--- ARTICLE ---

The 15,000-square-foot facility, next door to its headquarters, will have the capacity to produce up to 2,700 panels in the first year. That will help to nearly double its number of employees with 25 to 40 new jobs on the horizon, said Michael Deck, chief financial officer for Soliant.

Soliant designs self-guided, motorized solar panels that tilt toward the sun. The tilting feature will allow the panels to capture up to 80 percent more energy than most other panels that traditionally lie relatively flat on rooftops.

The company targets commercial rooftops. To equip a 15,000-square-foot facility, for example, the solar panels and installation would cost about $600,000 total, Deck said.

“Unlike other specialized concentrating photovoltaic systems, commonly used by utility companies to get solar power, we make devices that are the same size as traditional solar panels that are easy to install on rooftops,” Deck said. “That allows clients to be powered through energy most of the day from the sun and cut costs on their utility bills.”

--- DATA EXCERPT ---

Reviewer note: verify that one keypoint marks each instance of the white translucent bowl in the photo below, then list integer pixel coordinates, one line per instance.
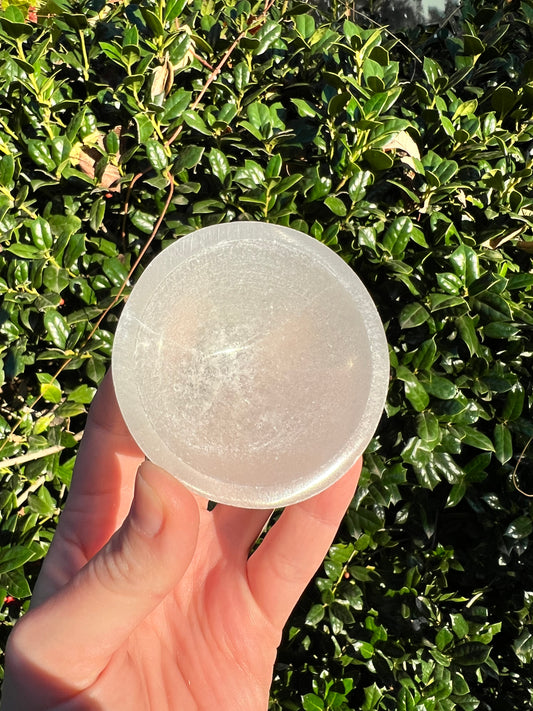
(250, 362)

---

## THE TASKS
(a) According to the solar panel article, how much more energy can the tilting panels capture than most panels lying flat on rooftops?
(b) Please print the solar panel article from "Soliant designs self-guided, motorized" up to and including "total, Deck said.".
(c) Proceed with the solar panel article, writing on from its last sentence.

## ANSWERS IN ORDER
(a) Up to 80 percent more.

(b)
Soliant designs self-guided, motorized solar panels that tilt toward the sun. The tilting feature will allow the panels to capture up to 80 percent more energy than most other panels that traditionally lie relatively flat on rooftops.

The company targets commercial rooftops. To equip a 15,000-square-foot facility, for example, the solar panels and installation would cost about $600,000 total, Deck said.

(c)
Soliant Energy, founded in Pasadena by former Jet Propulsion Laboratory employees, has been funded by a variety of investors in energy and renewable technology, including Trinity Ventures, Nth Power, Rockport Capital and Rincon Venture Partners.

The plant’s opening is a sunny development for both the emerging alternative energy market and the shrinking manufacturing sector in Los Angeles, which overall has seen layoffs and closures with the economic downturn. The company is looking at options locally and nationwide for setting up its permanent manufacturing facility.

“This is our first production facility and we’re doing it on a smaller scale as we look where to go next, a decision we’ll make in the next six to nine months,” Deck said. “But we love it here in Southern California and would like to stay.”

Local C-17 Marketing

In its quest to save the C-17 cargo plane assembled in Long Beach from ending production, Boeing Co. is turning to the pages of local media.

The defense contractor has taken out full-page ads in four publications: the Los Angeles Times, the Los Angeles Business Journal, Long Beach Business Journal and the Long Beach Press-Telegram.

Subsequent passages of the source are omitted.